Extrait du document:
○ ○ ○

À l’instar d’Estelle Nze Minko, Ludovic Fabregas fait partie des trois joueurs qui peuvent prétendre à la distinction de l’IHF, de meilleur joueur du monde 2023. À quelques jours du prochain rassemblement de l’équipe de France, le Catalan évoque cette nomination et revient sur l’Euro victorieux et le plaisir de retrouver ses partenaires. Votez ici pour Ludovic !

Le 23 février dernier, l’IHF a annoncé la liste des prétendants au titre de meilleur joueur du monde 2023. Quand tu as vu ton nom, qu’as-tu ressenti ?

C’est un honneur d’être nominé. Je l’avais déjà été en 2021, c’est donc la 2e fois consécutive parce qu’il me semble qu’en 2022, il n’y avait pas eu d’élection. Je ressens beaucoup de satisfaction parce que j’estime que je travaille beaucoup au quotidien. Même si je n’ai jamais eu la prétention de devenir le meilleur joueur du monde, j’ai toujours voulu être le plus complet possible. Ce n’est pas seulement une reconnaissance à titre personnel, cela concerne aussi le collectif car cela met en valeur les performances de l’équipe de France et des clubs dans lesquels j’ai joué en 2023. C’est aussi un clin d’œil au club de Montpellier où j’ai été formé.

Tu es en concurrence avec l’arrière danois Mathias Gitsel et le gardien allemand Andreas Wolf. Même si Bertrand Gille a été élu meilleur joueur du monde 2002, les pivots sont rarement mis en valeur, non ?

Nous sommes en effet trois joueurs bien différents et il est vrai que les gardiens, et les joueurs qui ont tendance à marquer beaucoup de buts et de manière assez régulière, sont plus mis en avant. Je ne suis peut-être pas celui qui marque le plus mais je pense que j’ai aujourd’hui une grande expérience qui me permet d’apporter des deux côtés et d’apparaître comme un joueur plus complet.

○ ○ ○

Entrées issues d'une collection:
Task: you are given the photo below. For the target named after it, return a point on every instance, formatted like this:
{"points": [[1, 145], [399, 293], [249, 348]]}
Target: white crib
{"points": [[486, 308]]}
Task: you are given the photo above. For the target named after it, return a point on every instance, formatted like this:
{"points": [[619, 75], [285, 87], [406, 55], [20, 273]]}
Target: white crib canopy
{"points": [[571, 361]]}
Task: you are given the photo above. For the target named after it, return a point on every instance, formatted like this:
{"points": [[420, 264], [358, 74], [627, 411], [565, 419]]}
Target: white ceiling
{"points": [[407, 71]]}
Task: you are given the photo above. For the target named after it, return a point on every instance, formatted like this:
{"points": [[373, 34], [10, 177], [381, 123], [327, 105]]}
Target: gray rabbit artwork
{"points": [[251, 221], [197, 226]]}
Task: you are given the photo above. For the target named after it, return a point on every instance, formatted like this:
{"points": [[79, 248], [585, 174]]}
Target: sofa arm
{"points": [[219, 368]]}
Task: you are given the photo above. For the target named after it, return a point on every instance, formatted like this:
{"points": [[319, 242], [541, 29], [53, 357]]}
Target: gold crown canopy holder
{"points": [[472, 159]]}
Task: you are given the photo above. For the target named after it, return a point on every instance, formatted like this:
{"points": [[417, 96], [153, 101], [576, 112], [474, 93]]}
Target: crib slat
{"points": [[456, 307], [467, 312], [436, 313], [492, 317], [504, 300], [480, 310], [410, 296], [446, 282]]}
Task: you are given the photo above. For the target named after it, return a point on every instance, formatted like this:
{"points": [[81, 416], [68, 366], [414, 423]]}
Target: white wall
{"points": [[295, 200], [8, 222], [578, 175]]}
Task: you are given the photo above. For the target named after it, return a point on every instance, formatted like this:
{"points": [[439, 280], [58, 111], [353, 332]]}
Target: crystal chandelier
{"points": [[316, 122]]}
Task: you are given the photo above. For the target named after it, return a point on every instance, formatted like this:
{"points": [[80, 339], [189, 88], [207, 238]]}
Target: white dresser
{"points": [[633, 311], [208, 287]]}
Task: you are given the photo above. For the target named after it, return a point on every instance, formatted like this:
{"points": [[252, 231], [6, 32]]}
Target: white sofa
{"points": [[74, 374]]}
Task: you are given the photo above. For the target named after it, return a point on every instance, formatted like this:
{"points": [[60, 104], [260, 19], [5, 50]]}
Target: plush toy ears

○ ○ ○

Dans l'entretien avec Ludovic Fabregas, recopiez le passage qui débute aux mots "C’est un honneur" et s'arrête après "j’ai été formé.", en substituant "fierté" à "satisfaction". Ces enregistrements n'ont aucun rapport avec le texte.

C’est un honneur d’être nominé. Je l’avais déjà été en 2021, c’est donc la 2e fois consécutive parce qu’il me semble qu’en 2022, il n’y avait pas eu d’élection. Je ressens beaucoup de fierté parce que j’estime que je travaille beaucoup au quotidien. Même si je n’ai jamais eu la prétention de devenir le meilleur joueur du monde, j’ai toujours voulu être le plus complet possible. Ce n’est pas seulement une reconnaissance à titre personnel, cela concerne aussi le collectif car cela met en valeur les performances de l’équipe de France et des clubs dans lesquels j’ai joué en 2023. C’est aussi un clin d’œil au club de Montpellier où j’ai été formé.